■ Activity
Set down the entries exactly as they appear, apart from the images, which stay out.

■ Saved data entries
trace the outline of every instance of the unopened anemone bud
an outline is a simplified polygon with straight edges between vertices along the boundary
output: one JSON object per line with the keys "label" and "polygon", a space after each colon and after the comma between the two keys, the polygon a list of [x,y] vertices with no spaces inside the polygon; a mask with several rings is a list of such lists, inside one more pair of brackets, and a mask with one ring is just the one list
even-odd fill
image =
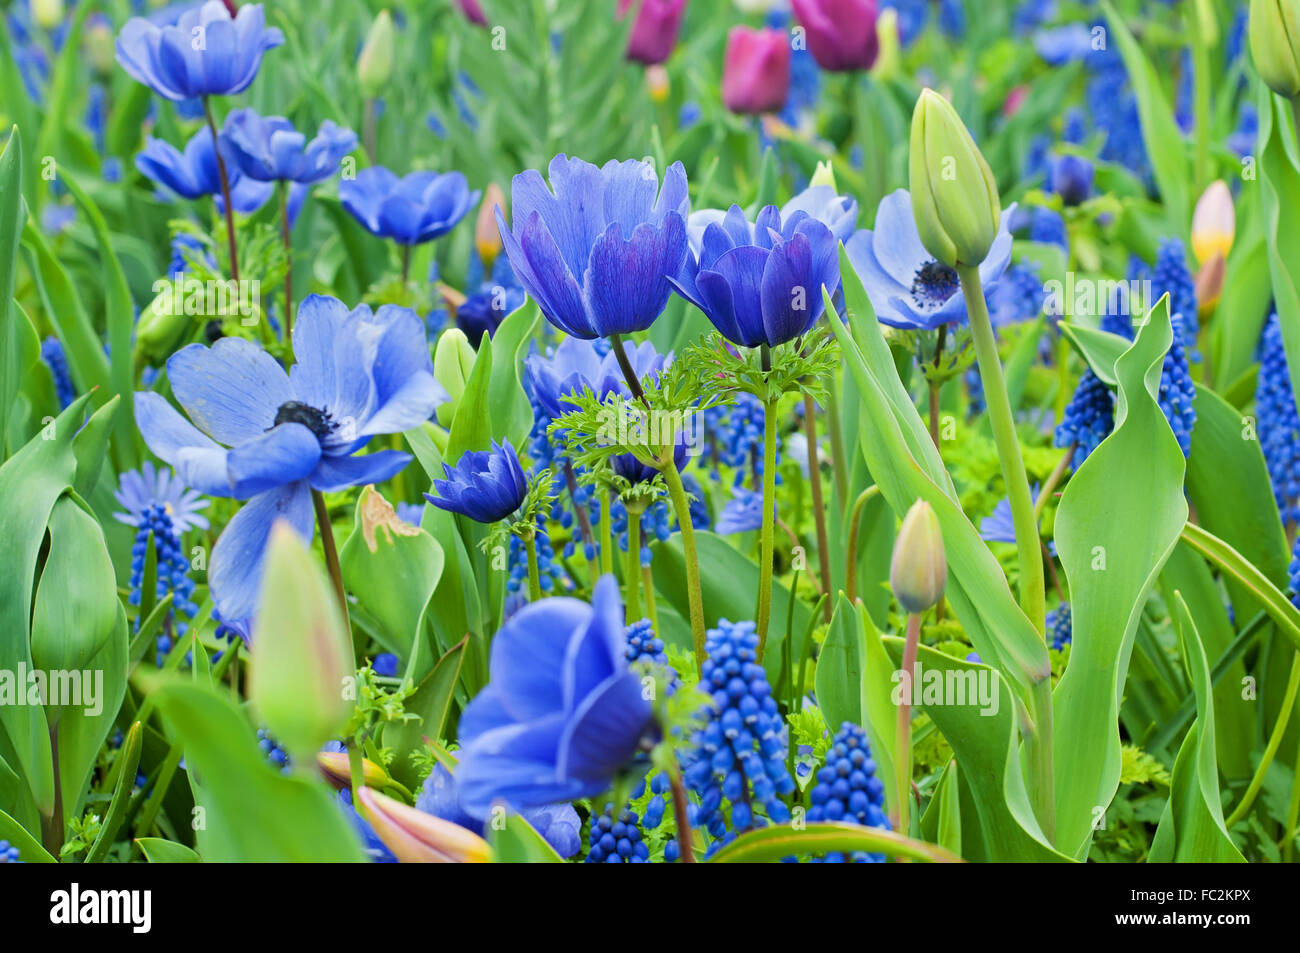
{"label": "unopened anemone bud", "polygon": [[378,96],[393,74],[393,37],[393,18],[387,10],[380,10],[357,57],[357,78],[367,99]]}
{"label": "unopened anemone bud", "polygon": [[474,346],[460,328],[448,328],[438,338],[438,346],[433,352],[433,377],[449,397],[438,407],[438,422],[444,427],[449,426],[455,416],[460,396],[465,393],[465,382],[474,371],[476,357]]}
{"label": "unopened anemone bud", "polygon": [[997,183],[957,111],[932,89],[912,112],[910,178],[926,251],[950,267],[982,262],[1002,217]]}
{"label": "unopened anemone bud", "polygon": [[907,612],[920,613],[938,604],[948,581],[939,518],[925,500],[917,500],[903,517],[889,562],[889,585]]}
{"label": "unopened anemone bud", "polygon": [[903,54],[898,40],[898,11],[886,7],[876,18],[876,62],[871,66],[871,75],[876,79],[892,79],[898,75]]}
{"label": "unopened anemone bud", "polygon": [[655,63],[645,68],[645,85],[650,93],[650,98],[657,103],[667,101],[668,94],[672,92],[672,84],[668,80],[668,70],[664,69],[662,63]]}
{"label": "unopened anemone bud", "polygon": [[1268,87],[1300,95],[1300,0],[1251,0],[1250,55]]}
{"label": "unopened anemone bud", "polygon": [[352,640],[307,544],[285,519],[271,527],[249,668],[249,697],[289,756],[313,755],[352,713]]}
{"label": "unopened anemone bud", "polygon": [[501,186],[489,182],[483,190],[483,204],[478,207],[478,217],[474,220],[474,247],[478,249],[479,260],[483,262],[483,271],[490,274],[492,263],[501,254],[501,229],[497,228],[497,209],[504,213],[506,209],[505,193]]}
{"label": "unopened anemone bud", "polygon": [[808,188],[810,189],[819,185],[829,186],[832,192],[839,192],[839,189],[835,187],[835,168],[830,164],[829,160],[818,162],[817,168],[813,170],[812,178],[808,180]]}
{"label": "unopened anemone bud", "polygon": [[1227,258],[1237,231],[1232,193],[1222,179],[1211,182],[1192,213],[1192,252],[1202,265],[1215,255]]}
{"label": "unopened anemone bud", "polygon": [[492,859],[473,831],[409,807],[369,787],[357,791],[361,814],[404,864],[475,864]]}
{"label": "unopened anemone bud", "polygon": [[[346,751],[320,751],[316,754],[316,766],[320,768],[325,780],[340,791],[352,786],[352,765]],[[388,772],[369,758],[361,759],[362,783],[372,788],[382,788],[391,782]]]}
{"label": "unopened anemone bud", "polygon": [[53,30],[63,22],[63,0],[32,0],[32,19],[43,30]]}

■ Exercise solution
trace the outline of every instance of the unopened anemone bud
an outline is a simplified polygon with straight edges between vertices along the boundary
output: one JSON object per line with the keys "label" and "polygon", a space after each colon and after the comma between the two keys, the polygon a list of [x,y] vertices with no spaces inside the polygon; a mask with several rings is a list of such lists, inside one more pair of brackets, and a mask with one ring is just the one list
even-odd fill
image =
{"label": "unopened anemone bud", "polygon": [[378,96],[393,74],[393,37],[393,18],[387,10],[380,10],[357,57],[357,78],[367,99]]}
{"label": "unopened anemone bud", "polygon": [[474,346],[460,328],[448,328],[438,338],[438,346],[433,352],[433,377],[449,397],[438,407],[438,422],[444,427],[449,426],[455,416],[460,396],[465,393],[465,382],[474,371],[476,357]]}
{"label": "unopened anemone bud", "polygon": [[997,183],[957,111],[932,89],[912,112],[910,178],[926,251],[950,267],[982,262],[1002,217]]}
{"label": "unopened anemone bud", "polygon": [[907,612],[920,613],[938,604],[948,581],[939,518],[925,500],[917,500],[903,517],[889,562],[889,585]]}
{"label": "unopened anemone bud", "polygon": [[903,54],[898,40],[898,11],[886,7],[876,18],[876,62],[871,66],[871,75],[876,79],[892,79],[898,75]]}
{"label": "unopened anemone bud", "polygon": [[655,63],[645,68],[645,85],[650,93],[650,98],[657,103],[667,101],[668,94],[672,92],[672,84],[668,80],[668,70],[664,69],[662,63]]}
{"label": "unopened anemone bud", "polygon": [[1268,87],[1300,95],[1300,0],[1251,0],[1250,55]]}
{"label": "unopened anemone bud", "polygon": [[352,640],[307,544],[285,519],[271,527],[249,668],[249,697],[289,756],[313,755],[352,713]]}
{"label": "unopened anemone bud", "polygon": [[501,186],[489,182],[483,190],[483,204],[478,207],[478,217],[474,220],[474,247],[478,249],[479,260],[483,262],[483,271],[490,274],[492,263],[501,254],[501,229],[497,228],[497,209],[504,213],[506,209],[505,193]]}
{"label": "unopened anemone bud", "polygon": [[808,188],[810,189],[819,185],[829,186],[832,192],[839,192],[839,189],[835,187],[835,168],[830,164],[829,160],[818,162],[817,168],[813,170],[812,178],[808,180]]}
{"label": "unopened anemone bud", "polygon": [[1227,258],[1237,231],[1232,193],[1222,179],[1211,182],[1192,213],[1192,252],[1202,265],[1215,255]]}
{"label": "unopened anemone bud", "polygon": [[492,859],[473,831],[409,807],[369,787],[357,791],[361,814],[404,864],[475,864]]}
{"label": "unopened anemone bud", "polygon": [[[346,751],[320,751],[316,754],[316,766],[320,768],[325,780],[340,791],[352,786],[352,765]],[[388,772],[369,758],[361,759],[362,783],[372,788],[382,788],[391,782]]]}
{"label": "unopened anemone bud", "polygon": [[53,30],[63,22],[63,0],[32,0],[32,19],[43,30]]}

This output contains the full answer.